### YOUR ASSIGNMENT
Search the records below for the word "metal", then return every line where it appears.

Image point grounding data:
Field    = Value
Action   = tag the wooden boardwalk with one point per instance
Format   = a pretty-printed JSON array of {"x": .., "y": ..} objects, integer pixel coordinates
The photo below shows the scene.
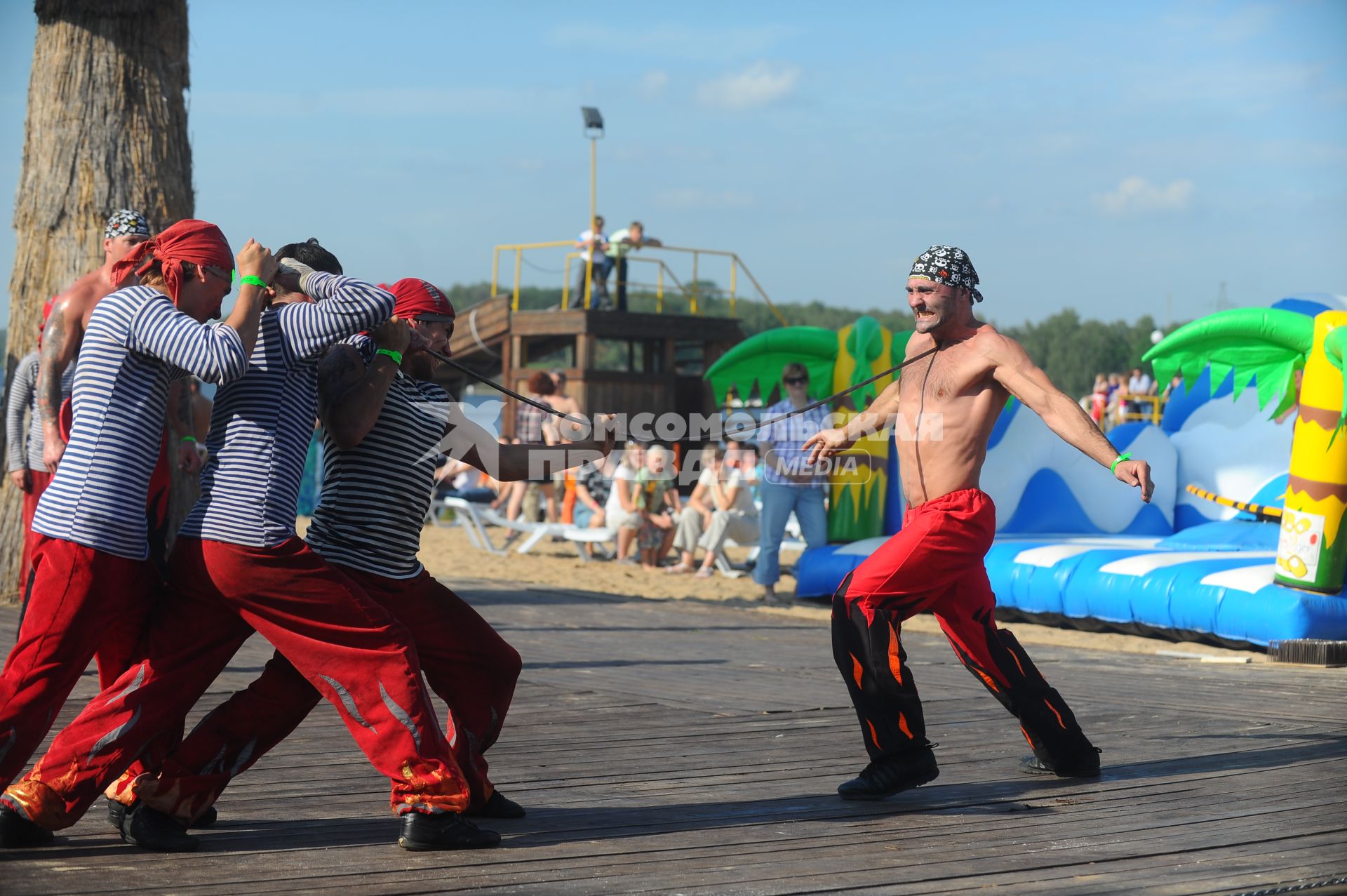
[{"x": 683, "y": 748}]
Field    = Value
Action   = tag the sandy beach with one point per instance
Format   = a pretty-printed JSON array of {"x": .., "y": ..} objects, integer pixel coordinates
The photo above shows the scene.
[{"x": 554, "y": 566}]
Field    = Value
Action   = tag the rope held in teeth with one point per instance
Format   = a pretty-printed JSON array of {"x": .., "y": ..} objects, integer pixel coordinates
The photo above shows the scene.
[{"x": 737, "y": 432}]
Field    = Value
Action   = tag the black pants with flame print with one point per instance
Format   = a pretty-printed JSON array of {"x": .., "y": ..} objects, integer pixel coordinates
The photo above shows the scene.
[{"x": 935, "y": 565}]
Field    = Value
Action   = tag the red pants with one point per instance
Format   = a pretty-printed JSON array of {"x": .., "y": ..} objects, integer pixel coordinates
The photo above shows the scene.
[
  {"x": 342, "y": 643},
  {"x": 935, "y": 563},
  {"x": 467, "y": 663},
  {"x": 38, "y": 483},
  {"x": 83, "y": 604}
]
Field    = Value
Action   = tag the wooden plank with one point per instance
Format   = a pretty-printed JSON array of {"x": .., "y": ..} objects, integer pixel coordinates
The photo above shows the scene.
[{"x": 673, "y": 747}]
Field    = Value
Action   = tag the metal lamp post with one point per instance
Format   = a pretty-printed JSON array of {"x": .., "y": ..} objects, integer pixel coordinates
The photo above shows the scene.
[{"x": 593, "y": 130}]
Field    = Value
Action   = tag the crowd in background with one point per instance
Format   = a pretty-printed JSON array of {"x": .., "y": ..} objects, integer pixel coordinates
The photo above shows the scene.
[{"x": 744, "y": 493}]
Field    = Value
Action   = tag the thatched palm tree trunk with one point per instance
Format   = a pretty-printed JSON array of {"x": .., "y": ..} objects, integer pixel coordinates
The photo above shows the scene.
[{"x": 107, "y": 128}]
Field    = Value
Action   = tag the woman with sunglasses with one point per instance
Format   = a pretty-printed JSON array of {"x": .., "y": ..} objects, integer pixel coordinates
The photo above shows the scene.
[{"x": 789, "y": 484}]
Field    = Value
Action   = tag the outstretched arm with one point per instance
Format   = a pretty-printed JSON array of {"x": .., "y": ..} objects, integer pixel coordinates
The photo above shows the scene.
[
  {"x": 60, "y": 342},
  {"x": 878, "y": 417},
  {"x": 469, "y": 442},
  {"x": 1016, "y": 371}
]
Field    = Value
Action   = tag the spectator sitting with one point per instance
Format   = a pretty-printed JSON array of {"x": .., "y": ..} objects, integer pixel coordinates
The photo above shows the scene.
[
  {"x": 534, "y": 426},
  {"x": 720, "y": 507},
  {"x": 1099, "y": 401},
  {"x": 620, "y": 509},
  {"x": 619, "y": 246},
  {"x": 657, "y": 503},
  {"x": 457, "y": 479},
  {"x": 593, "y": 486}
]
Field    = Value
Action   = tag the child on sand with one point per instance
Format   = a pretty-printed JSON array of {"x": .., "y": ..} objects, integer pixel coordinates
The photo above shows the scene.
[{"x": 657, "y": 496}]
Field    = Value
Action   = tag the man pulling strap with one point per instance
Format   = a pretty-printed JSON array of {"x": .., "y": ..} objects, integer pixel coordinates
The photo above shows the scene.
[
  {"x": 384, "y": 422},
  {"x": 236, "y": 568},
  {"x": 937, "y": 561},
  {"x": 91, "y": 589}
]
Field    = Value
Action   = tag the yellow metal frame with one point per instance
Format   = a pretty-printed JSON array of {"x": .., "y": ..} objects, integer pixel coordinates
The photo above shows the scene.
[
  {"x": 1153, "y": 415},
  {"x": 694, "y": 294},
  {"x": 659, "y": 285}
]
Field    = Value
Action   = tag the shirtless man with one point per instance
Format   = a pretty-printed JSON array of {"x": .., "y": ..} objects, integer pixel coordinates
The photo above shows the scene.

### RESULT
Action   = tag the metal lamp post with one point per instance
Action   = tag the yellow metal frame with one point per instance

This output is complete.